Extract exactly and only the lines of the data below, starting at the line with "Could you indicate the man's grey" and stopping after the final line.

-------- Task input

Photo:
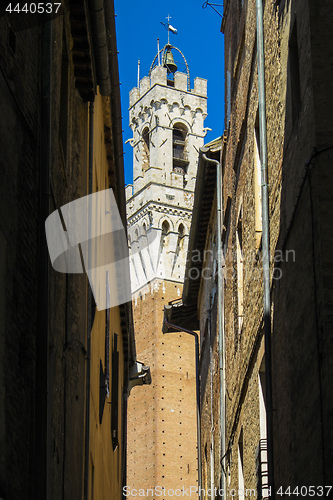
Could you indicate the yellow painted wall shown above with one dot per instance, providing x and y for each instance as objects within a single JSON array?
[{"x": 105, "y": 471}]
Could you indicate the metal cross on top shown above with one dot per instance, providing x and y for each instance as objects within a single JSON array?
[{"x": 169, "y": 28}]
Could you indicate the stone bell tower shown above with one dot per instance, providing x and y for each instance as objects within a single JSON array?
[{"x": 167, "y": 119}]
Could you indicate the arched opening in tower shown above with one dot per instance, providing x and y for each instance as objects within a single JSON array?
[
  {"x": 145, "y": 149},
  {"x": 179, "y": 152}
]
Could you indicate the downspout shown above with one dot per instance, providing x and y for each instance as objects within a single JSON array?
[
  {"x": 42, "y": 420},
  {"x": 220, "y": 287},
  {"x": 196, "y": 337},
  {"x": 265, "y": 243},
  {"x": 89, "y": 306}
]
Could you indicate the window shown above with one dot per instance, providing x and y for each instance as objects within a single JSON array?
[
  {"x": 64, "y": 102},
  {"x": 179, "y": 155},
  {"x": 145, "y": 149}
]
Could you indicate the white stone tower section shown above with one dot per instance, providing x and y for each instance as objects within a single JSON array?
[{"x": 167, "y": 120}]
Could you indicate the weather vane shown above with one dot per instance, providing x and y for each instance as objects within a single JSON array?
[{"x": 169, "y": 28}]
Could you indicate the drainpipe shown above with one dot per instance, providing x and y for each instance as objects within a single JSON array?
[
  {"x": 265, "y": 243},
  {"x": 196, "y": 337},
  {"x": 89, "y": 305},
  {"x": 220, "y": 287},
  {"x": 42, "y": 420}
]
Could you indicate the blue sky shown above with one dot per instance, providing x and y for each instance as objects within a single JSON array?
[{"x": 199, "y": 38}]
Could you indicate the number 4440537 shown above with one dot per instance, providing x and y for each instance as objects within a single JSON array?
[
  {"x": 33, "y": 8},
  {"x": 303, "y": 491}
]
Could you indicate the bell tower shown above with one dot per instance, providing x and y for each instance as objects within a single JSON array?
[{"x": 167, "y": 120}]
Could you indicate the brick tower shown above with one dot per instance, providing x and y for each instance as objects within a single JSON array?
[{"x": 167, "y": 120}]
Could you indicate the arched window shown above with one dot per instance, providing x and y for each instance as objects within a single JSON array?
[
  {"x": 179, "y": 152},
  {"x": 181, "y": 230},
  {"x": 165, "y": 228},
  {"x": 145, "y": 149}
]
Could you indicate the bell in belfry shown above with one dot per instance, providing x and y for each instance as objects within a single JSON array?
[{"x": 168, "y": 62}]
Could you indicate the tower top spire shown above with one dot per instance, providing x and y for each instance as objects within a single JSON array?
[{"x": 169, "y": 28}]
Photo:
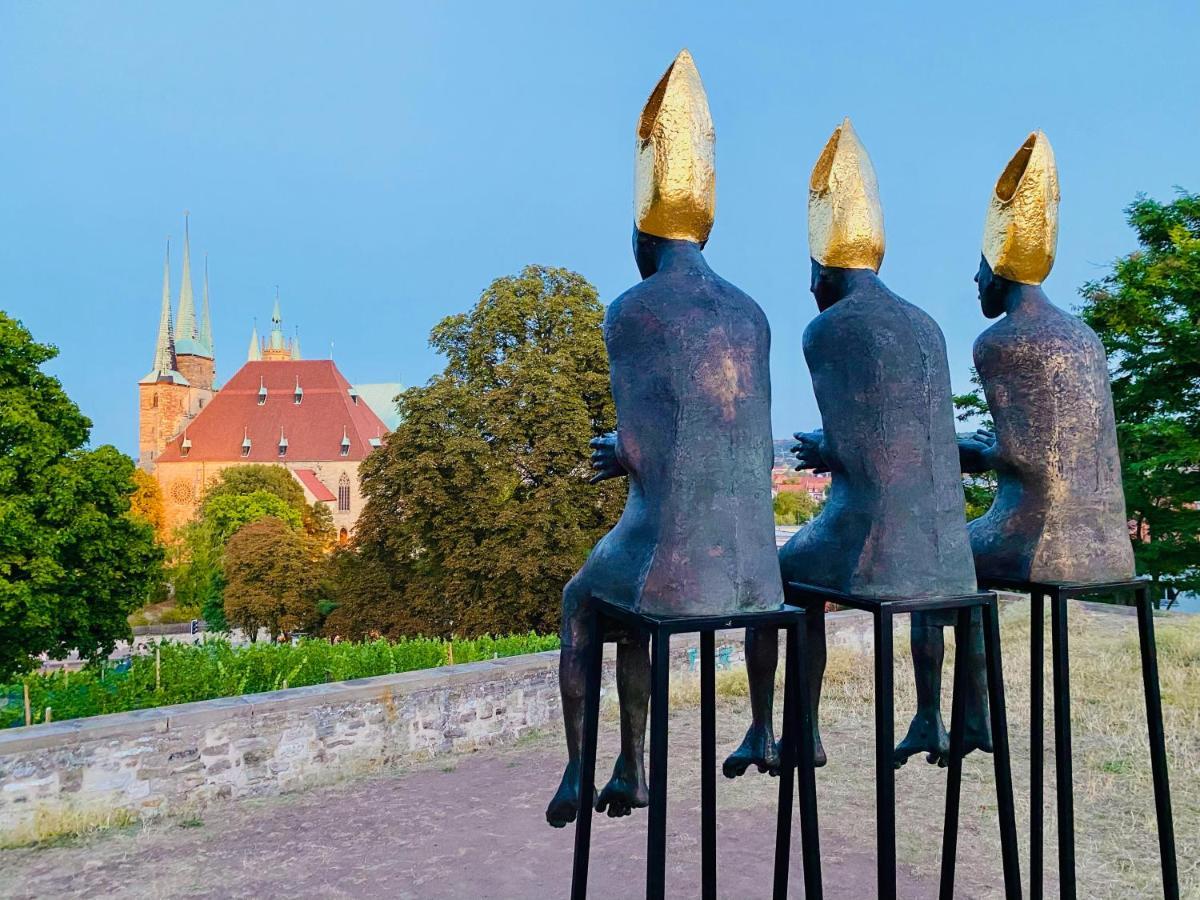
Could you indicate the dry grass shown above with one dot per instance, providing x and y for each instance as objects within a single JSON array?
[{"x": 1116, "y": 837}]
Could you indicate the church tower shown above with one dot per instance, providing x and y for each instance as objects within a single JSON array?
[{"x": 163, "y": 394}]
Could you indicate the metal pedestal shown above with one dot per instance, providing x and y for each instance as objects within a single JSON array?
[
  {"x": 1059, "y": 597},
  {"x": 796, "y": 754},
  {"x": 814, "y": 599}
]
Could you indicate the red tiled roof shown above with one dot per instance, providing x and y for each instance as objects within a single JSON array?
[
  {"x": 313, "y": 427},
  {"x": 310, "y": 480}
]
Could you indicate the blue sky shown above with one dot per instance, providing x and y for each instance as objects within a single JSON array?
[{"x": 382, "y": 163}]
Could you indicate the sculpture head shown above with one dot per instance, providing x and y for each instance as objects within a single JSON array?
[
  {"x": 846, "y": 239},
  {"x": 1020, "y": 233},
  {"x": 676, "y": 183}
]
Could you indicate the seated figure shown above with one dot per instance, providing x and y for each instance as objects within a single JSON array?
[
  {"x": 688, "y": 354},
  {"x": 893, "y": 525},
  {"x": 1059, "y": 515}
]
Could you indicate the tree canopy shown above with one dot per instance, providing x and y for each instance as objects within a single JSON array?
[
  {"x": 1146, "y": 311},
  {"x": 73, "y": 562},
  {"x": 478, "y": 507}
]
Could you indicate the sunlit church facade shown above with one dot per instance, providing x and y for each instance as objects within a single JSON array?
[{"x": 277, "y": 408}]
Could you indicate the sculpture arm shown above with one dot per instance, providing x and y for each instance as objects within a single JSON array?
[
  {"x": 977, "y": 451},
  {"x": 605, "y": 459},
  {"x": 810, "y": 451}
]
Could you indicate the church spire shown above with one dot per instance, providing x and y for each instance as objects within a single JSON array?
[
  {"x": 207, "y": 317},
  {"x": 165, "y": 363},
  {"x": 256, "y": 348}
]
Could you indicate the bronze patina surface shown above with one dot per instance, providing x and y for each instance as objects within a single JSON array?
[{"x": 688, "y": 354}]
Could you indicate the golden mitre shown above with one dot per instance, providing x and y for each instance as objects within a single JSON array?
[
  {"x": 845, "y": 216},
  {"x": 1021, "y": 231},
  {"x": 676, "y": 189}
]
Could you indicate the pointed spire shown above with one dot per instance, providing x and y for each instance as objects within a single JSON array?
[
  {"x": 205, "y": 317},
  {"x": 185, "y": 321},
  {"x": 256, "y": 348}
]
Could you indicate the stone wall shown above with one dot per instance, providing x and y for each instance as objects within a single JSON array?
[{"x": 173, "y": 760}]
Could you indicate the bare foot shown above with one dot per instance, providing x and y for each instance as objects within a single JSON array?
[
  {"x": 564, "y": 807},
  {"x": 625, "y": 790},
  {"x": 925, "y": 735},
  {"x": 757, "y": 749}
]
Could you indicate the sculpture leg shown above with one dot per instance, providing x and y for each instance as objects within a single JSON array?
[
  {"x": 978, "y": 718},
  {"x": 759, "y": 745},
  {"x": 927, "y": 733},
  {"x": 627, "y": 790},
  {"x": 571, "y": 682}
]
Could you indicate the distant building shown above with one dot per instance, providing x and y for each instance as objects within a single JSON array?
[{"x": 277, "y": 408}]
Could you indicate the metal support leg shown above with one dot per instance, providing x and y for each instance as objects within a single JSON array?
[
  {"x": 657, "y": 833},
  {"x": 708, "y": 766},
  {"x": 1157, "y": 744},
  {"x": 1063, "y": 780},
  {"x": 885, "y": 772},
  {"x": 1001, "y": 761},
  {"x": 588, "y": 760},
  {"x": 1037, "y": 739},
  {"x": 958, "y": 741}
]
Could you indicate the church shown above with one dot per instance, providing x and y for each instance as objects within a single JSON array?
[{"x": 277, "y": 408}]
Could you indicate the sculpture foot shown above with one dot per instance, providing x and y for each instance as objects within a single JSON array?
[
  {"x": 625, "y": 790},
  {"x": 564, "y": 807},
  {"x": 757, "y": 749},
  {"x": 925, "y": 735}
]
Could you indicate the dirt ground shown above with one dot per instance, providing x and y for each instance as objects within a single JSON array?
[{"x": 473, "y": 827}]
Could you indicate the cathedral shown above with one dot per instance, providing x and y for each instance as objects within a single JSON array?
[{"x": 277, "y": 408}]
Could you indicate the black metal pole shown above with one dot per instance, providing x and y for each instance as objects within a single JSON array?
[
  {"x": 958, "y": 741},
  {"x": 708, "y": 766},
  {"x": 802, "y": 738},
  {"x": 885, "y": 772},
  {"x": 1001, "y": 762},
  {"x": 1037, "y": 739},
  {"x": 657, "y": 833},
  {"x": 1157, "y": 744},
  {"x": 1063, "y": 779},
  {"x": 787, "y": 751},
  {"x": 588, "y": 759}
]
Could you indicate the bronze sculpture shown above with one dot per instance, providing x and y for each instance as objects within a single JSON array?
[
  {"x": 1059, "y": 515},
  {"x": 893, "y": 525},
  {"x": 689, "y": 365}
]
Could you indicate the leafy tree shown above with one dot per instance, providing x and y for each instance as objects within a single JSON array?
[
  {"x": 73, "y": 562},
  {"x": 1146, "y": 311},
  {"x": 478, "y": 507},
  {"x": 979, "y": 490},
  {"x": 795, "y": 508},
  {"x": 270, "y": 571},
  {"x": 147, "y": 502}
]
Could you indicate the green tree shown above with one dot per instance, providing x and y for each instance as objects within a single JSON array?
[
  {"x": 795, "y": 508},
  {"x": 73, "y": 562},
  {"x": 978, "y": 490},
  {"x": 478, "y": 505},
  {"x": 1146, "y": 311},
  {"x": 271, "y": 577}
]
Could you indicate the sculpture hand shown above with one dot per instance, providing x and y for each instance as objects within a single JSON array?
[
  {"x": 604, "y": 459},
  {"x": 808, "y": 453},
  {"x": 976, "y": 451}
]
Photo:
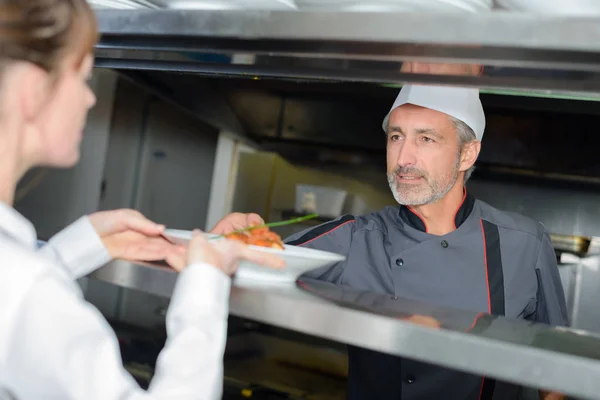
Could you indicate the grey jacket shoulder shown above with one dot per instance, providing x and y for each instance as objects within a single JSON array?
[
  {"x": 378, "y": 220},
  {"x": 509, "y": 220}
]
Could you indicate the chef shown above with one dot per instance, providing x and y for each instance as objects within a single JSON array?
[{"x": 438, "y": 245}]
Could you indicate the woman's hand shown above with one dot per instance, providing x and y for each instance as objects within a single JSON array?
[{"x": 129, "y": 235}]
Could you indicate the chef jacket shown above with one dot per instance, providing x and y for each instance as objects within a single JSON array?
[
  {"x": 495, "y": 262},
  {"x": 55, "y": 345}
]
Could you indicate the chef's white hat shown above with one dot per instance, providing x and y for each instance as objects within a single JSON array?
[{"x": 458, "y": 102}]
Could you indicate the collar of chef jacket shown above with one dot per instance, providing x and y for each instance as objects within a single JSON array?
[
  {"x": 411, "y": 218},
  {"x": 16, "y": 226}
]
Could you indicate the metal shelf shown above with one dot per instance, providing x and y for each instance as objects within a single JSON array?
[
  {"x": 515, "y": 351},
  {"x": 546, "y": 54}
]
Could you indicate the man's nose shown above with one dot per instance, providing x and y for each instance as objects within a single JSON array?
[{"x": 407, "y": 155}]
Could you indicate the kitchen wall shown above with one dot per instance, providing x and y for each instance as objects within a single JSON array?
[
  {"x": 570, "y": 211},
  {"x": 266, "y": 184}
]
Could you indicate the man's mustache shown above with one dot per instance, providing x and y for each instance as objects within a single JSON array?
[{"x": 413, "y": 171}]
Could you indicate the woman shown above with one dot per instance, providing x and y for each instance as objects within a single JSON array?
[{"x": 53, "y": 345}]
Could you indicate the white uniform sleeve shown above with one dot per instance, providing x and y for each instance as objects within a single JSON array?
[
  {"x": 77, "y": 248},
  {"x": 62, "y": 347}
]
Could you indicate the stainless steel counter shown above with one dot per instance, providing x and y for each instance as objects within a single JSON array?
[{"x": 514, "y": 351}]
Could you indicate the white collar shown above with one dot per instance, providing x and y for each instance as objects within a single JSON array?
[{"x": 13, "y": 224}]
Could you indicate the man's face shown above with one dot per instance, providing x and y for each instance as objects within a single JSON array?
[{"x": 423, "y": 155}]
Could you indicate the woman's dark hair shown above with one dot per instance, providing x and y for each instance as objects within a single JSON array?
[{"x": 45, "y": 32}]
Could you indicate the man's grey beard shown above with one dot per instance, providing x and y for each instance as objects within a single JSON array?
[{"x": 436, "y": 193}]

----------------

**Exercise result:**
Could you indicate the man's grey beard shown above with one dot per instance, providing x and y for each instance as objects within a single JSON array?
[{"x": 436, "y": 193}]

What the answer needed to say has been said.